- Given passage:
* start *
July 4, 2002
When She Smiles
More than 200 women Torah students miss their teacher, who has made aliyah.
Los Angeles has just bid farewell to one of its most acclaimed and popular Torah teachers.
Over the past 11 years, Shira Smiles' intellectually rich and multifaceted shiurim (classes) on the weekly parsha, Navi (prophets) or other books of chumash became magnets for Jewish women thirsty for learning. The appropriately named Smiles began as a teacher with Ashreinu Learning Network, but her remarkable passion and insights quickly increased demand for her classes. Eventually, more than 200 women learned with Smiles each week in venues throughout the city, including the Valley.
* end *
- Problems:
A. In the Shira Smiles article, swap "Los Angeles" for "L.A." and write out the stretch from "July 4, 2002" through "including the Valley." again.
B. Please say whether each statement agrees with the Shira Smiles article, answering yes or no and quoting the deciding words: (i) Smiles taught her classes over a period of 11 years. (ii) Her classes were held at a single venue. (iii) More than 200 women learned with her each week.
C. According to the Shira Smiles article, which organization did Smiles first teach with?
These records were drawn from a separate source.

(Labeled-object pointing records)
* start *
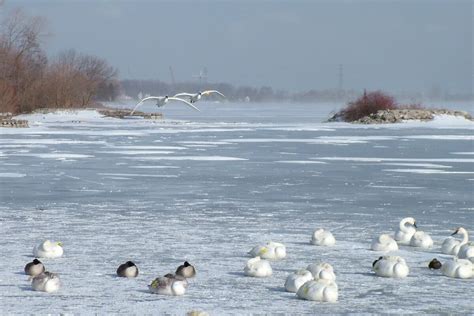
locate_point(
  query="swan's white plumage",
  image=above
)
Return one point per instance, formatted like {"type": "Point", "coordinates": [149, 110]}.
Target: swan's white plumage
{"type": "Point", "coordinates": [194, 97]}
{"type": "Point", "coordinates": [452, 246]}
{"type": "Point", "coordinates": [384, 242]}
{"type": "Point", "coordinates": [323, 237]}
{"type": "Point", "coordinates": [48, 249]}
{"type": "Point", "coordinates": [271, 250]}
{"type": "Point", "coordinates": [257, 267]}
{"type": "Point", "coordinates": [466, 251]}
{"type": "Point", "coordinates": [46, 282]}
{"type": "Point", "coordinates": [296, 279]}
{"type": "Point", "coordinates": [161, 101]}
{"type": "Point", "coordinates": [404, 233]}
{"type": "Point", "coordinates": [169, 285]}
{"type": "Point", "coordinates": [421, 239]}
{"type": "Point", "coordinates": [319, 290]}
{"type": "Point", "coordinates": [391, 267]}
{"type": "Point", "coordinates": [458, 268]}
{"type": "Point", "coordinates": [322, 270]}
* end *
- Per-task outputs:
A.
July 4, 2002
When She Smiles
More than 200 women Torah students miss their teacher, who has made aliyah.
L.A. has just bid farewell to one of its most acclaimed and popular Torah teachers.
Over the past 11 years, Shira Smiles' intellectually rich and multifaceted shiurim (classes) on the weekly parsha, Navi (prophets) or other books of chumash became magnets for Jewish women thirsty for learning. The appropriately named Smiles began as a teacher with Ashreinu Learning Network, but her remarkable passion and insights quickly increased demand for her classes. Eventually, more than 200 women learned with Smiles each week in venues throughout the city, including the Valley.

B. (i) Yes: "Over the past 11 years, Shira Smiles' intellectually rich and multifaceted shiurim (classes)". (ii) No: "in venues throughout the city, including the Valley". (iii) Yes: "more than 200 women learned with Smiles each week".

C. Ashreinu Learning Network.